The capital of India is burning. Delhi has recorded temperatures exceeding 45 degrees Celsius for the third consecutive day, a threshold that transforms the city into a thermodynamic nightmare. For the city’s affluent, air-conditioned malls and offices offer respite. But for the 20 million residents living in informal settlements and overcrowded tenements, the heat is not an inconvenience: it is a death sentence.
I have spent years tracking the physics of energy transfer in the atmosphere. What is happening in Delhi is a textbook case of urban heat island amplification compounded by a warming climate. The city’s concrete and asphalt absorb solar radiation during the day and release it slowly at night, preventing the usual nocturnal cooling. When air temperatures hit 45C, the wet-bulb temperature a measure that combines heat and humidity can approach 32C. At that point, the human body’s primary cooling mechanism, sweating, becomes ineffective. Organs begin to cook from the inside out.
Reports from the field are stark. Hospitals are seeing surges in heatstroke cases, with mortality rates climbing. The power grid is under severe strain as air conditioners and fans draw maximum load, leading to rolling blackouts that hit the poorest hardest. Water is scarce: taps run dry for hours, and tankers are often hijacked by gangs. The phrase “survival before safety” is not a slogan but a daily calculus. Families sleep on rooftops, douse themselves with contaminated water, and risk heat exhaustion rather than suffocate indoors.
UK aid groups have begun to mobilise. Oxfam, Save the Children, and others are rerouting funds and supplies towards emergency cooling centres, rehydration salts, and portable fans. But these are band-aids on a arterial wound. The root cause is a global energy system that has released over 1.5 trillion tonnes of carbon dioxide into the atmosphere since the Industrial Revolution. The heatwave in Delhi is not an anomaly; it is a preview of a world that has warmed by 1.2 degrees Celsius and is heading towards 2.7 degrees under current policies.

-----

**What you need to do:** In the Delhi heatwave piece, copy everything from "The capital of" down to "a death sentence.", swapping "affluent" for "wealthy". The material has no role in this.

**Dataset extract:**
-----

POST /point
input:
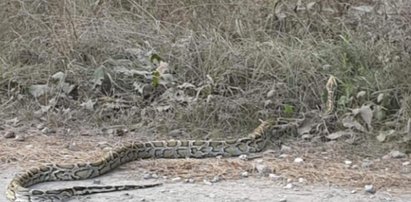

-----

**Output below:**
The capital of India is burning. Delhi has recorded temperatures exceeding 45 degrees Celsius for the third consecutive day, a threshold that transforms the city into a thermodynamic nightmare. For the city’s wealthy, air-conditioned malls and offices offer respite. But for the 20 million residents living in informal settlements and overcrowded tenements, the heat is not an inconvenience: it is a death sentence.